▶ _Task goal_:
As soon as the line containing "clicking the range" appears, copy it and every following line word for word until the records end.

▶ _Information given_:
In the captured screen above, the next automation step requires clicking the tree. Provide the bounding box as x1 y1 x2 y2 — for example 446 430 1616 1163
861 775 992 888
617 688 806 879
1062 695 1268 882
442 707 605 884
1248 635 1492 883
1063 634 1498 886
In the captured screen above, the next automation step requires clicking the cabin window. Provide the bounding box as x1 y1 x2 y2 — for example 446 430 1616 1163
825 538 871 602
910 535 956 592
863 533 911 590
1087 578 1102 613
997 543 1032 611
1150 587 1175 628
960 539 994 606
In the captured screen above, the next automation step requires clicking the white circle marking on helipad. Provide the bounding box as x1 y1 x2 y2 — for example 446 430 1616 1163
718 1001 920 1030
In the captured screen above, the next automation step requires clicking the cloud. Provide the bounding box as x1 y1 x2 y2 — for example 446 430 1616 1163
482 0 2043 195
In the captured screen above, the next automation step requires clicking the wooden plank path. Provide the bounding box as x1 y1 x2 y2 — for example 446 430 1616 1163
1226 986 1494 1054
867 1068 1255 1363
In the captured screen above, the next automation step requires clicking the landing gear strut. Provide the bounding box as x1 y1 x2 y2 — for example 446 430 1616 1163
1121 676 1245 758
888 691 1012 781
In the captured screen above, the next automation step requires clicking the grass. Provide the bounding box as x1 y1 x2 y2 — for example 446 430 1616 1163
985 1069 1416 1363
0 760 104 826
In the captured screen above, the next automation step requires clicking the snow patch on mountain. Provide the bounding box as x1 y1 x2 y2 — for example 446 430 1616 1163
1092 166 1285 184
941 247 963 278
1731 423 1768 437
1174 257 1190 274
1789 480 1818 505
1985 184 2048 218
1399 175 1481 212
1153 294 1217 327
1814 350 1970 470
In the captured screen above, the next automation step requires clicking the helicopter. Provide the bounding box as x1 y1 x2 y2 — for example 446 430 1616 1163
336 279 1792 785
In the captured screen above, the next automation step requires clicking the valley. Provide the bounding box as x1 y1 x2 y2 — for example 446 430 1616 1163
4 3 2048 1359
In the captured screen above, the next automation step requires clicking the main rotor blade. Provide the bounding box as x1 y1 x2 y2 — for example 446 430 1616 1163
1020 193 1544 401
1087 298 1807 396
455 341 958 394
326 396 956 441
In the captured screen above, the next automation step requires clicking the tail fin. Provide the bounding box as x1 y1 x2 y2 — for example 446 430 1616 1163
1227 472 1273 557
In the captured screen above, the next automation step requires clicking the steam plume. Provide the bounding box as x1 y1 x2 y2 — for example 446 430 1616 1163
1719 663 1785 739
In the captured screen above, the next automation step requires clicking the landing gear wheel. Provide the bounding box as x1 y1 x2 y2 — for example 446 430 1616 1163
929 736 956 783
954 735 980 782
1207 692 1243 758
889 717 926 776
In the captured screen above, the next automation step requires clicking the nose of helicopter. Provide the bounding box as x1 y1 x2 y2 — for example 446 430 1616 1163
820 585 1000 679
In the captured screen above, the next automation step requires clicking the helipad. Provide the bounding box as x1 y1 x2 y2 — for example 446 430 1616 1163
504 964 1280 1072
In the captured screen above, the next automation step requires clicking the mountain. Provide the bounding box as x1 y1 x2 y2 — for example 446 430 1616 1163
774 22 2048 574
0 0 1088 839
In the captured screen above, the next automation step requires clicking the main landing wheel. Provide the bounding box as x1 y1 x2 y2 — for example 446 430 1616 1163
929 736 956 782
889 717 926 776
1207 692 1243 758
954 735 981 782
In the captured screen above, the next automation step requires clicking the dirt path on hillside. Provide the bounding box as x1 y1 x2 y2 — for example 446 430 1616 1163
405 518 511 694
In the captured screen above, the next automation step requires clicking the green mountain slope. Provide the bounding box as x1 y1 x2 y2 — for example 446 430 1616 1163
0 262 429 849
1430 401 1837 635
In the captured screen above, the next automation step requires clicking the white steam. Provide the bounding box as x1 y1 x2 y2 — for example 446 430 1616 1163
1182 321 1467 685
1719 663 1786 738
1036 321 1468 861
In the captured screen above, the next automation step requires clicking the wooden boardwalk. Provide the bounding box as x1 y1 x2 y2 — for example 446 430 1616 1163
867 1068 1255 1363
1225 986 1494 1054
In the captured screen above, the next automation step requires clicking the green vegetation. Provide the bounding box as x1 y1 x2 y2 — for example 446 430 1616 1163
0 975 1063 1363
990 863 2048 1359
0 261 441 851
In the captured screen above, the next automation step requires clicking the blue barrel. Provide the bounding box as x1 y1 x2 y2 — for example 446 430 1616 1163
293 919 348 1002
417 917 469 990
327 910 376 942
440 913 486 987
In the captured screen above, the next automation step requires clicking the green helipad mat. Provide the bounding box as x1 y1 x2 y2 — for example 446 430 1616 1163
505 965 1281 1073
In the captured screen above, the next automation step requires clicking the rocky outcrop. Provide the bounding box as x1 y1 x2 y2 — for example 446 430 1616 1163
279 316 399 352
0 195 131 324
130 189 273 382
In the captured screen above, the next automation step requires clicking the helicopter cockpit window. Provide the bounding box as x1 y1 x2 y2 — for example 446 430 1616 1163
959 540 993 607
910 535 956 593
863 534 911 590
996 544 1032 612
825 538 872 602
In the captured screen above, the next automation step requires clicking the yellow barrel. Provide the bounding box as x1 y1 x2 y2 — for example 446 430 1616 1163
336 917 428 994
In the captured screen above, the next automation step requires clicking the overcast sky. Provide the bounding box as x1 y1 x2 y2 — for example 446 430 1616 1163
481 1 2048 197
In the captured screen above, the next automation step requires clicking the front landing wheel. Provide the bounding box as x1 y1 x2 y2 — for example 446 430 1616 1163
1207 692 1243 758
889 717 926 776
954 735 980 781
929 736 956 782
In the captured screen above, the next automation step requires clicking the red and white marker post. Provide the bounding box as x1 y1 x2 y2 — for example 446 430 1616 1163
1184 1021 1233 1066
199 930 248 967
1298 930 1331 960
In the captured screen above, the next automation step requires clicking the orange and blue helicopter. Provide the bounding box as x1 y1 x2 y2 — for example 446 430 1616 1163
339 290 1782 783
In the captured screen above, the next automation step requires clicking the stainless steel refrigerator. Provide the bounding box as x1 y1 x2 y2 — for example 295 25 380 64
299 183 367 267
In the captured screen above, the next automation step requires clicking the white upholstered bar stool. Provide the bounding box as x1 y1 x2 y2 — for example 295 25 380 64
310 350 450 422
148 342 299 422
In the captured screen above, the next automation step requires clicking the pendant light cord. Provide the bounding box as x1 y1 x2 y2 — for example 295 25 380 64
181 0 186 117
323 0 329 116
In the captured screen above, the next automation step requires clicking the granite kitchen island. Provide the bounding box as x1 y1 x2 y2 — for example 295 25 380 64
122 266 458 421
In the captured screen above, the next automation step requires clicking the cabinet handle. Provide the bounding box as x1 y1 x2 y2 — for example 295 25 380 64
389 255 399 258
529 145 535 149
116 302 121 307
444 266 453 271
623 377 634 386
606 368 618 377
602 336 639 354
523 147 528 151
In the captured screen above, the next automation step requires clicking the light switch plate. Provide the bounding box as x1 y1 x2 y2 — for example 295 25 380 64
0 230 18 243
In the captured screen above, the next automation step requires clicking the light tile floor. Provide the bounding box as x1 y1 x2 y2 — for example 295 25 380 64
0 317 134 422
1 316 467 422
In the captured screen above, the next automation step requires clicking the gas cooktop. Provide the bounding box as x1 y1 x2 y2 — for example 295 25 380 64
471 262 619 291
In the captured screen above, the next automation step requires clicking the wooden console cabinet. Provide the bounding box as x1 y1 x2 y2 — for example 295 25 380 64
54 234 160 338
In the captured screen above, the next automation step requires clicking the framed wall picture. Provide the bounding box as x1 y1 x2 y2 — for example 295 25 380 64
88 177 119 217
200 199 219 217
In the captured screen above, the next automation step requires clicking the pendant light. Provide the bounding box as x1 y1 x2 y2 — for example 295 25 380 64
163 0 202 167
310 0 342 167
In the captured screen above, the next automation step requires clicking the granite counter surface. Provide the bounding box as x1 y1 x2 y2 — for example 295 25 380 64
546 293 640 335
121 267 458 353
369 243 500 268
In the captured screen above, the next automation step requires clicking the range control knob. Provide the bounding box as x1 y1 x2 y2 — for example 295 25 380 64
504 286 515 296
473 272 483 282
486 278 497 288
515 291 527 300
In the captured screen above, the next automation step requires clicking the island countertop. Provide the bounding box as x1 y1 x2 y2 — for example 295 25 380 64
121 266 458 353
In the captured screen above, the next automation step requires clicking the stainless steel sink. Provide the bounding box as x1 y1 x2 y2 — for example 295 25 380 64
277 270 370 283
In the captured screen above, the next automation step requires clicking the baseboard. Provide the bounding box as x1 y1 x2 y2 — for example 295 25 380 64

▶ _Written solution_:
In the captured screen above, the next automation step requires clicking the range control knob. Provide the bounding box as x1 y1 x2 y2 — for example 295 25 380 64
504 286 515 296
473 272 483 282
486 278 497 288
515 291 527 300
In the captured screen above, the next automation step requires clicking the island countertop. Provide the bounding box as x1 y1 x2 y2 — for example 295 25 380 64
121 266 458 353
In the captured screen above, the next automation step requires clicking the stainless steel sink. Provide the bounding box as x1 y1 x2 y2 — for example 295 25 380 64
277 270 370 283
In the captured screen above, the next automation step requires clicking the baseboard. Provide the bounding box as x1 y1 x2 y2 — for example 295 25 380 64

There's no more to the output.